# YOUR OBJECTIVE:
Arrange as a numbered list, leaving out blank lines, the records starting with the line that contains "trace: glass window" and going on through the line that contains "[[235,114],[230,114],[230,117],[235,117]]".
▼
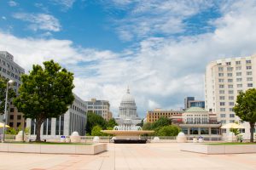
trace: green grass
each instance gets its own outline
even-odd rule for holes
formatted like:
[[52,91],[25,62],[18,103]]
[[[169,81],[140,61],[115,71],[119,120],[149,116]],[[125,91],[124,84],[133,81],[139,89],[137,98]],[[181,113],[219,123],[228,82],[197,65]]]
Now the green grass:
[[9,144],[59,144],[59,145],[73,145],[73,144],[80,144],[80,145],[91,145],[92,144],[88,143],[58,143],[58,142],[5,142]]
[[241,145],[241,144],[256,144],[256,143],[240,143],[240,142],[225,142],[225,143],[214,143],[214,144],[206,144],[209,145]]

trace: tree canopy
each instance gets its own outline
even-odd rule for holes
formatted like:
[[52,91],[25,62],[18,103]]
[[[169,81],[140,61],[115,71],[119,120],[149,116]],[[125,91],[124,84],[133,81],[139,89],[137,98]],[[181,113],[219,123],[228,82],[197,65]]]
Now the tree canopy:
[[[4,113],[6,86],[9,79],[0,76],[0,114]],[[15,92],[9,88],[8,91],[8,103],[10,103],[12,98],[15,97]]]
[[236,98],[234,111],[242,121],[250,124],[251,138],[253,142],[253,130],[256,122],[256,89],[251,88],[245,93],[241,92]]
[[44,121],[64,114],[72,105],[73,74],[53,60],[44,62],[44,67],[34,65],[28,75],[21,76],[22,84],[15,105],[25,118],[36,119],[37,141]]
[[99,116],[92,111],[88,111],[86,133],[90,134],[92,128],[96,125],[100,126],[102,128],[102,129],[106,129],[107,122],[101,116]]

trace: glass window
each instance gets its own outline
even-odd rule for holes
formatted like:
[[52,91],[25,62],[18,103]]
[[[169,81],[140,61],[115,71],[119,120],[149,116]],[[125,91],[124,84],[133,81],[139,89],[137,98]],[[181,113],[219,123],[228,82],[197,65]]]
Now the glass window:
[[247,83],[247,87],[253,87],[253,83]]
[[236,72],[236,76],[241,76],[241,72]]
[[235,114],[230,114],[230,117],[235,117]]
[[198,134],[198,128],[190,128],[190,134]]
[[218,76],[224,76],[224,73],[218,73]]
[[201,134],[209,134],[209,129],[205,128],[201,128]]
[[233,85],[232,84],[229,84],[229,88],[232,88]]

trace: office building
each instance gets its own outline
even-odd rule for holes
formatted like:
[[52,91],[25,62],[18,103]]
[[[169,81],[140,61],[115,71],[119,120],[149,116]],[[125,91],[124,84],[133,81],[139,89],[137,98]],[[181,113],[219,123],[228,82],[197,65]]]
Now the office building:
[[205,108],[205,101],[203,100],[195,100],[195,97],[186,97],[184,99],[184,110],[187,110],[190,107],[201,107]]
[[85,104],[87,105],[87,111],[92,111],[102,116],[106,121],[108,121],[112,117],[112,113],[109,110],[109,101],[91,99],[90,101],[85,101]]
[[[211,62],[205,75],[206,109],[217,114],[223,124],[240,122],[233,107],[241,91],[256,88],[256,56],[231,58]],[[249,134],[248,123],[244,138]]]
[[[21,75],[25,73],[25,70],[14,61],[14,56],[7,51],[0,51],[0,75],[4,78],[15,81],[13,89],[18,93],[18,88],[21,84]],[[3,116],[0,116],[0,122],[3,122]],[[14,106],[12,102],[9,106],[8,124],[17,128],[26,124],[22,113],[19,112],[17,108]]]
[[147,122],[154,122],[160,117],[172,118],[175,115],[181,115],[183,111],[179,110],[165,110],[160,109],[155,109],[154,110],[147,111]]
[[[86,105],[84,100],[74,94],[75,99],[68,110],[58,117],[48,118],[41,127],[42,139],[52,139],[55,136],[70,136],[73,132],[85,135],[87,122]],[[35,135],[35,120],[27,119],[26,127],[30,128],[31,134]]]

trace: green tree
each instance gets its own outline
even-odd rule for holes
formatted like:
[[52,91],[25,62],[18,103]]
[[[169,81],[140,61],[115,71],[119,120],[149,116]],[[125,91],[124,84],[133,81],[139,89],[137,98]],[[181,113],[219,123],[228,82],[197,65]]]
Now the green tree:
[[91,130],[95,126],[100,126],[102,129],[106,129],[107,122],[101,116],[92,112],[88,111],[87,113],[87,123],[86,123],[86,133],[91,133]]
[[102,130],[102,128],[98,125],[93,127],[91,130],[91,136],[103,136],[104,133],[102,133],[101,130]]
[[[9,79],[0,76],[0,114],[4,113],[6,86],[8,81]],[[15,97],[15,93],[11,88],[9,88],[8,91],[8,103],[9,103],[14,97]]]
[[179,132],[181,132],[181,129],[176,125],[160,127],[155,130],[158,136],[177,136]]
[[111,118],[109,119],[109,121],[108,122],[107,127],[110,128],[113,128],[114,126],[117,126],[118,123],[115,122],[114,118]]
[[253,130],[256,122],[256,89],[251,88],[245,93],[241,92],[236,98],[234,111],[242,121],[250,124],[251,138],[253,142]]
[[37,141],[40,141],[44,121],[64,114],[74,99],[73,74],[53,60],[44,62],[44,65],[34,65],[28,75],[21,76],[20,95],[14,100],[25,118],[36,120]]
[[153,129],[155,129],[157,128],[165,127],[165,126],[168,126],[168,125],[171,125],[170,119],[161,116],[152,124],[152,128],[153,128]]

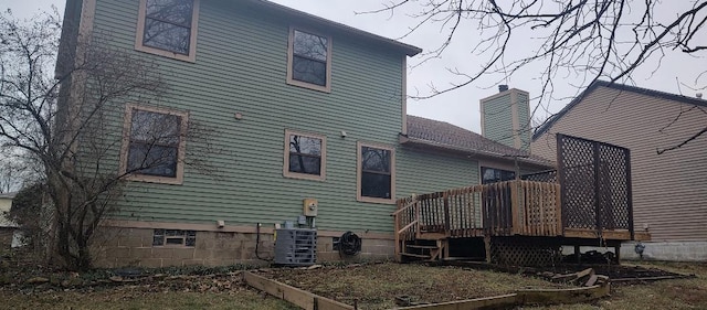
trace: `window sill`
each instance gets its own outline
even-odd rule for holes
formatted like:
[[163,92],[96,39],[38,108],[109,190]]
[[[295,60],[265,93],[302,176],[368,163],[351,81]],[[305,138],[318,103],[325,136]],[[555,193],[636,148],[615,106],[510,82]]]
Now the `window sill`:
[[163,57],[168,57],[168,58],[172,58],[172,60],[187,62],[187,63],[196,63],[197,62],[196,53],[190,53],[189,55],[184,55],[184,54],[178,54],[178,53],[175,53],[175,52],[169,52],[169,51],[155,49],[155,47],[150,47],[150,46],[145,46],[145,45],[138,45],[138,44],[135,45],[135,50],[144,52],[144,53],[148,53],[148,54],[154,54],[154,55],[158,55],[158,56],[163,56]]
[[184,181],[182,178],[167,178],[167,177],[140,175],[140,174],[127,175],[125,177],[125,180],[133,181],[133,182],[172,184],[172,185],[181,185]]
[[395,204],[394,199],[376,199],[376,197],[357,196],[356,201],[366,202],[366,203],[378,203],[378,204]]
[[307,88],[307,89],[312,89],[312,90],[317,90],[317,92],[321,92],[321,93],[327,93],[330,94],[331,93],[331,85],[327,85],[327,86],[319,86],[316,84],[309,84],[307,82],[302,82],[302,81],[297,81],[297,79],[293,79],[293,78],[287,78],[287,84],[288,85],[293,85],[293,86],[297,86],[297,87],[302,87],[302,88]]
[[296,180],[310,180],[310,181],[325,181],[326,175],[315,175],[315,174],[306,174],[306,173],[296,173],[296,172],[285,172],[283,173],[284,178],[287,179],[296,179]]

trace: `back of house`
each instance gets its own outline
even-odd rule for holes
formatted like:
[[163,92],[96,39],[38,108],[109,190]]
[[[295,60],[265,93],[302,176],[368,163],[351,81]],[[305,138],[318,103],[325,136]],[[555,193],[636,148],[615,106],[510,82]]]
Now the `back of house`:
[[[421,52],[408,44],[262,0],[68,0],[64,24],[64,43],[107,42],[169,86],[113,103],[112,167],[129,182],[94,240],[97,266],[263,261],[276,225],[316,228],[317,260],[345,258],[349,231],[359,258],[392,257],[398,197],[478,184],[482,160],[513,168],[493,141],[409,141],[408,126],[432,120],[405,114],[407,58]],[[173,136],[146,141],[155,131]]]

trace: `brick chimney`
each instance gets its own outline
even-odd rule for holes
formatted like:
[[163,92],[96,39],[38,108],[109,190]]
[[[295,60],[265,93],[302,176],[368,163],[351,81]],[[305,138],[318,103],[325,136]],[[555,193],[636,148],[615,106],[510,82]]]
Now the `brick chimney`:
[[482,136],[530,151],[530,99],[528,92],[498,85],[498,94],[481,99]]

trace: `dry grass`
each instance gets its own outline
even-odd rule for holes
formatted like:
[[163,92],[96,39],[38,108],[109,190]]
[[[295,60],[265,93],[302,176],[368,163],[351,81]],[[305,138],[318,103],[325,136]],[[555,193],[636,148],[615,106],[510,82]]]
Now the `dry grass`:
[[[264,297],[254,290],[236,292],[145,292],[141,289],[115,288],[94,292],[59,291],[23,295],[0,291],[0,309],[73,309],[73,310],[137,310],[137,309],[239,309],[294,310],[282,300]],[[7,307],[7,308],[6,308]]]
[[[707,309],[707,263],[644,263],[644,267],[680,274],[694,279],[663,280],[641,285],[614,285],[611,298],[592,303],[524,309]],[[437,302],[497,296],[520,288],[550,288],[558,285],[532,277],[481,271],[458,267],[374,264],[359,267],[325,267],[314,270],[271,269],[261,275],[278,279],[317,295],[334,298],[359,309],[389,309],[395,296],[413,301]],[[0,288],[1,309],[297,309],[273,297],[245,288],[238,279],[208,278],[169,286],[140,285],[62,291],[27,292]],[[219,282],[214,282],[219,281]],[[207,290],[197,291],[207,282]],[[228,282],[230,286],[228,286]],[[224,288],[224,285],[226,286]],[[219,287],[220,290],[212,290]],[[24,292],[23,292],[24,291]]]
[[390,309],[394,298],[443,302],[510,293],[519,288],[556,288],[541,279],[460,267],[428,267],[393,263],[355,268],[273,269],[264,274],[284,284],[361,309]]

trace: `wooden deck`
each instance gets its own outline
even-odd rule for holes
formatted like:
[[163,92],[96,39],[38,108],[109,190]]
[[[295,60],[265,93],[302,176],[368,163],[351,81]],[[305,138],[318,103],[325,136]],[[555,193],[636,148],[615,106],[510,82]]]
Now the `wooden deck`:
[[420,256],[408,252],[418,240],[436,240],[431,247],[439,248],[431,249],[428,256],[443,259],[444,253],[449,253],[449,240],[454,238],[546,237],[574,240],[577,245],[581,244],[578,239],[603,239],[613,244],[650,239],[646,234],[636,235],[629,229],[632,225],[627,228],[568,227],[563,225],[568,223],[563,216],[572,215],[576,209],[563,207],[561,201],[559,183],[524,180],[401,199],[392,214],[397,258]]

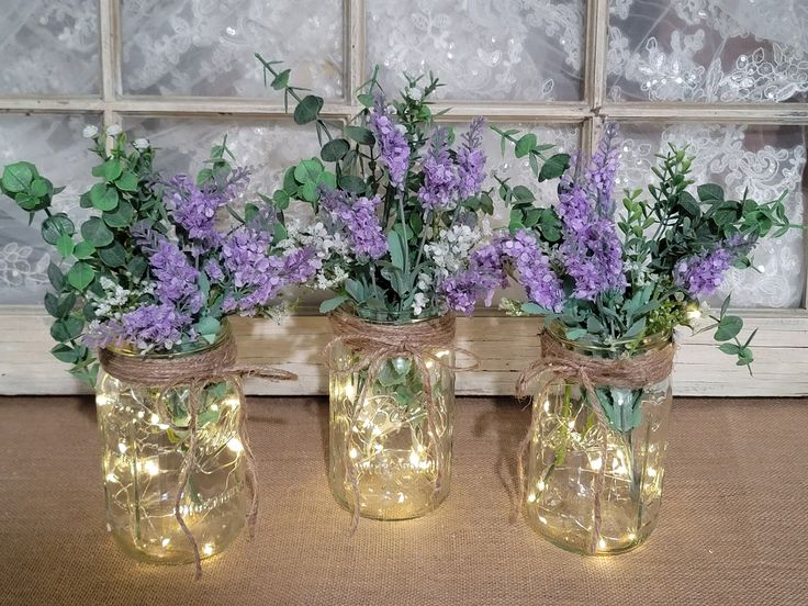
▲
# EXERCISE RESULT:
1. trace: glass window
2. each instance gets its own outline
3. even-odd rule for holes
4. formatted like:
5. [[52,91],[25,62],[18,103]]
6. [[[169,81],[140,61],[115,71],[119,120],[149,116]],[[125,91],[124,84],[133,81],[139,89],[137,98]],[[181,113],[219,123],[228,82],[197,65]]]
7. Now the glass window:
8. [[247,83],[247,87],[253,87],[253,83]]
9. [[236,72],[236,76],[241,76],[241,72]]
10. [[235,114],[230,114],[230,117],[235,117]]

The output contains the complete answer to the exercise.